## Provided entries
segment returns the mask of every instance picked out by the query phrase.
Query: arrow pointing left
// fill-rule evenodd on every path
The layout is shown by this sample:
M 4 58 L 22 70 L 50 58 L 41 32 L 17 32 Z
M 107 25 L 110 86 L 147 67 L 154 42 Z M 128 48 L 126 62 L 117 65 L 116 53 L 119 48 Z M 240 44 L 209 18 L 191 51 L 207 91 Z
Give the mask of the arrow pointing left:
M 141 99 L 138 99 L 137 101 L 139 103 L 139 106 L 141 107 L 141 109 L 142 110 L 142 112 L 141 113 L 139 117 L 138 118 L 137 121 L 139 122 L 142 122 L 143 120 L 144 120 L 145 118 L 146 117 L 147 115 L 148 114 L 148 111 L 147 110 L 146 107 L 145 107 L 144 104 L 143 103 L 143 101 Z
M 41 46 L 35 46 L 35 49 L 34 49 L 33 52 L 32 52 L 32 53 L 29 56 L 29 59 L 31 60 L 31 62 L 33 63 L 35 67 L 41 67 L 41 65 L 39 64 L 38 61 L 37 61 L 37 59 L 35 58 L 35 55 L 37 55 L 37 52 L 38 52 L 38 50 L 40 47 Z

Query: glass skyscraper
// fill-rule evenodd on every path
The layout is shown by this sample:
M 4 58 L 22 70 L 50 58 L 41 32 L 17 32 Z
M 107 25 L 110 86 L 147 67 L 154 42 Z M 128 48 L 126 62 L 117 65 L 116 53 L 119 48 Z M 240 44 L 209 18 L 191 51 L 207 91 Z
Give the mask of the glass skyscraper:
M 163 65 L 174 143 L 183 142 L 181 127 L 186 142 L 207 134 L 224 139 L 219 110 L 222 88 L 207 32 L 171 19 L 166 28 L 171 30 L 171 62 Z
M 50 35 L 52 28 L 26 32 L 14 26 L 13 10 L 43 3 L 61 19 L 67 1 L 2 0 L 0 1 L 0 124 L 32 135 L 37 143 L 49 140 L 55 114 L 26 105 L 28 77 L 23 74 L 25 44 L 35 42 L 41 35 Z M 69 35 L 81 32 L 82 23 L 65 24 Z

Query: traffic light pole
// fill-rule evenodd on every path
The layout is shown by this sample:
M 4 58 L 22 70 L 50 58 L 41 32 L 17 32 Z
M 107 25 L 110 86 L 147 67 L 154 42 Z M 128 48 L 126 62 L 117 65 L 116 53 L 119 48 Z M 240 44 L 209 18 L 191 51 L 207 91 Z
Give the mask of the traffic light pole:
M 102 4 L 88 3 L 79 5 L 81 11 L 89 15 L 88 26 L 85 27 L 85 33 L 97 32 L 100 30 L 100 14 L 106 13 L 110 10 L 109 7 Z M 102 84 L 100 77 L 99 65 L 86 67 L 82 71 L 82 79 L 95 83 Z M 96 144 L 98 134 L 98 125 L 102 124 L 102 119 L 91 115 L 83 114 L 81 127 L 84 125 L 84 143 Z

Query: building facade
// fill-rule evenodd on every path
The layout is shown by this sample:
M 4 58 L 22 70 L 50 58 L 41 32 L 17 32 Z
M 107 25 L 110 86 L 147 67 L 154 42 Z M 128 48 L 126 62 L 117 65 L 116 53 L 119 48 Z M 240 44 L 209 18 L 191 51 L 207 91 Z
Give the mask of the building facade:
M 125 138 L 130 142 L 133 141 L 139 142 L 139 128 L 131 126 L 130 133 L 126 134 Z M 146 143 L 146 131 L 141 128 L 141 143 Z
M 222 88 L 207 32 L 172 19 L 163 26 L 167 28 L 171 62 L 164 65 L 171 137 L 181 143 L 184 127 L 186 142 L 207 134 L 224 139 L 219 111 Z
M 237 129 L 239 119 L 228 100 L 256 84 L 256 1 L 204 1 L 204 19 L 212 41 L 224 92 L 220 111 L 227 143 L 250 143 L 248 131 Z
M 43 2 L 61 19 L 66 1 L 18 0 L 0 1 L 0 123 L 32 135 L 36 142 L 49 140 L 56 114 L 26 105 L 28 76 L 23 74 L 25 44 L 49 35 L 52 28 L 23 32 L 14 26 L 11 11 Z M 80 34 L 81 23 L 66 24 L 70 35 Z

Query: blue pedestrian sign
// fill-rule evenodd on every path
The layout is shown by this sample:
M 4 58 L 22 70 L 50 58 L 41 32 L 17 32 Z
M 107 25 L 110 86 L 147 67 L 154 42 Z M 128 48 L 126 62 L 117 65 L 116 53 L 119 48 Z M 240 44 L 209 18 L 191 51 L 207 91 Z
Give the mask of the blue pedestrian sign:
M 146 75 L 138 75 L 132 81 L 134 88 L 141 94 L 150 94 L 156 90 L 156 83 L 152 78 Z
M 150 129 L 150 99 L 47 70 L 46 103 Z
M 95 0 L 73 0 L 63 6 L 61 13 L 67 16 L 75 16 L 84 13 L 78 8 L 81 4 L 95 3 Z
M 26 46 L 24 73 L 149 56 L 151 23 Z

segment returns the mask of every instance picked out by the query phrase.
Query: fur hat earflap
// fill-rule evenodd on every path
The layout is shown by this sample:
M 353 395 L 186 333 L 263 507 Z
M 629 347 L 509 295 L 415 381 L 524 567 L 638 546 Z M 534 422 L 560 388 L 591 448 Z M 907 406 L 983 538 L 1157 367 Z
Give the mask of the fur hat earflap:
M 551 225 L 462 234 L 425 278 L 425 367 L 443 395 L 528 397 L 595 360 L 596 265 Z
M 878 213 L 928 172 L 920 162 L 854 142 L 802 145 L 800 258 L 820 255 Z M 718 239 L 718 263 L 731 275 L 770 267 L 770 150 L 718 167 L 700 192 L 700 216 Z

## Goal
Gather every line in the records above that contains the string "light", treating uppercase and lowercase as different, and copy each such line out in full.

## Result of the task
Query: traffic light pole
Give the mask of the traffic light pole:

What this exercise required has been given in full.